• [Stated task]
Copy the following lines without any changes.

• [Records to process]
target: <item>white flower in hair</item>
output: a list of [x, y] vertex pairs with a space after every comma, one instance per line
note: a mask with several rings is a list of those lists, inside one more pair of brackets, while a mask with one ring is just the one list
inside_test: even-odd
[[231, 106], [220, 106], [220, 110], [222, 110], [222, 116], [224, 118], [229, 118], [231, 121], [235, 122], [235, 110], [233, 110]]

• [Expected output]
target: <item>white flower in hair</item>
output: a list of [x, y] vertex pairs with a space after every comma, one instance per line
note: a mask with several rings is a list of those lists, inside one more pair of brackets, while a mask with one ring is just the one list
inside_test: even-odd
[[231, 106], [220, 106], [220, 110], [222, 110], [222, 116], [224, 118], [229, 118], [231, 121], [235, 122], [235, 110], [233, 110]]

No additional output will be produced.